▶ [YOUR OBJECTIVE]: Could you transcribe the material below exactly, without leaving out a single line?

(Dataset excerpts on object pointing)
--*--

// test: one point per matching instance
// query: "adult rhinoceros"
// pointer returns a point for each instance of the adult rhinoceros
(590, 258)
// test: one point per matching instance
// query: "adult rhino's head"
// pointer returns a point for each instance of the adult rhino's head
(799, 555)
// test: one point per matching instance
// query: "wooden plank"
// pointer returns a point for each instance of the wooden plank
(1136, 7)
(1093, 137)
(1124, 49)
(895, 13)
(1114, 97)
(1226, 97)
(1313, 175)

--*--

▶ [COMPLETE RESPONSE]:
// test: one point per matching instance
// query: "adult rhinoceros"
// pointer returns a point for each instance of the adult rhinoceros
(590, 258)
// test: one point per matching instance
// query: "adult rhino's head"
// pointer returns a point for each instance of the adult rhino's head
(799, 555)
// test: one point per matching instance
// query: "wooden plank"
// pointer returns a point for each instance of the wooden plank
(1136, 7)
(1093, 137)
(1124, 49)
(895, 13)
(1114, 97)
(1226, 97)
(1313, 175)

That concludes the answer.